- _EXERCISE TASK_
Reproduce word for word everything in the entries below, from the line containing "Can you find the rocky ground?" down through the last line of the entries.
>> Begin
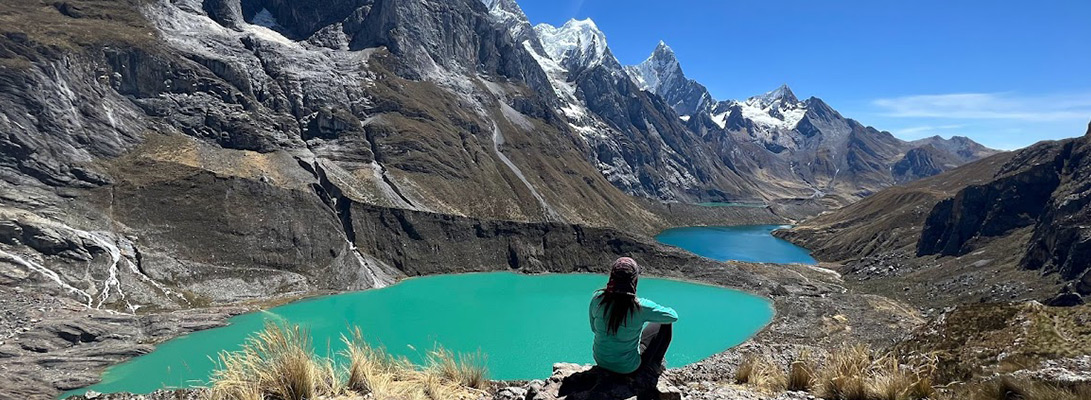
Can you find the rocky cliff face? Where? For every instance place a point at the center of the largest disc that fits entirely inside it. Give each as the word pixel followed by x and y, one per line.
pixel 661 74
pixel 160 155
pixel 1044 186
pixel 1012 226
pixel 798 148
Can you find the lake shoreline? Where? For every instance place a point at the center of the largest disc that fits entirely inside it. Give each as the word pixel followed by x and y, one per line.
pixel 791 315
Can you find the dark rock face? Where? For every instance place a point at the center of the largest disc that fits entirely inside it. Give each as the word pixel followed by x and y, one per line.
pixel 922 162
pixel 662 75
pixel 1009 203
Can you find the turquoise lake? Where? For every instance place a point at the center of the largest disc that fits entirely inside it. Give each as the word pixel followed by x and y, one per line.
pixel 522 323
pixel 743 243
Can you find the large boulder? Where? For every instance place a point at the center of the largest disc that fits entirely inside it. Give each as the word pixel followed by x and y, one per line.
pixel 574 382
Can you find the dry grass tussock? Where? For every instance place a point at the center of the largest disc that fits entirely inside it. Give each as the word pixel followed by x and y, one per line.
pixel 279 364
pixel 1009 388
pixel 851 373
pixel 760 372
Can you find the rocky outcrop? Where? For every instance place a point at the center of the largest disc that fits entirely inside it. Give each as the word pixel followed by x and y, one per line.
pixel 573 382
pixel 661 74
pixel 950 238
pixel 920 162
pixel 1043 186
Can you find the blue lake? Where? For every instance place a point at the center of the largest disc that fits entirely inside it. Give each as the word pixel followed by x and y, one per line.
pixel 743 243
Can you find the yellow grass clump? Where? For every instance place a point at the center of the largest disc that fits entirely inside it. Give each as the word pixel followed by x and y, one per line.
pixel 279 364
pixel 760 372
pixel 801 373
pixel 851 373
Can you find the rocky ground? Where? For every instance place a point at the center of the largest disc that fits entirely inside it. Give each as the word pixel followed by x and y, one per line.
pixel 54 344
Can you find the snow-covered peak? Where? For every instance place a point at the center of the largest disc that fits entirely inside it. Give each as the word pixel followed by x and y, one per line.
pixel 578 38
pixel 775 110
pixel 657 70
pixel 782 93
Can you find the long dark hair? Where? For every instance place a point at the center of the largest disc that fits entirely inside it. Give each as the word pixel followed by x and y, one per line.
pixel 619 299
pixel 616 308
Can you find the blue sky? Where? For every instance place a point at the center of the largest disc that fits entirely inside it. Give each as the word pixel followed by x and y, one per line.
pixel 1005 73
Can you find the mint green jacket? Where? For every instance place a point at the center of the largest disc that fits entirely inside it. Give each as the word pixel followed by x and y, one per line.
pixel 621 352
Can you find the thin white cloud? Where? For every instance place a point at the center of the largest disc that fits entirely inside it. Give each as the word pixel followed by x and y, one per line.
pixel 988 106
pixel 913 131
>> End
- _OUTPUT FOR THIS EXERCISE_
Can you find the rocky ground? Where? For every instance place a point at the center of the largest disc that fits entirely inside it. Give each as the word pixel followed by x and y, one per line.
pixel 54 344
Can you find the snow-covered peak? Where? For every instance place a point at the center of the largest disc that fits entirely inside it. Give each as the word pixel followed by x and y, one per line.
pixel 578 38
pixel 775 110
pixel 657 70
pixel 782 93
Can you find the long dark hair? Where? For every instance place a point at the center of the largest disc that fits entirely inside it. Give each as the word pixel followed by x and y, one per line.
pixel 619 299
pixel 616 308
Can you find the blue sky? Where? For every instance place a point at the center of the largest disc that fits entirely inside it. Give each as the word pixel followed by x and y, one per line.
pixel 1005 73
Can you find the mint green jacket? Where? For every instance place a point at the center of the largest disc that fits entirely inside it. Give each as the word pixel followed by x and y, one per line.
pixel 621 352
Can you find the thin white cloud? Where? For every instance place a point at the center of the largest disc that fits entirely inside it. Give each as the word pixel followed by x and y, one per line.
pixel 988 106
pixel 913 131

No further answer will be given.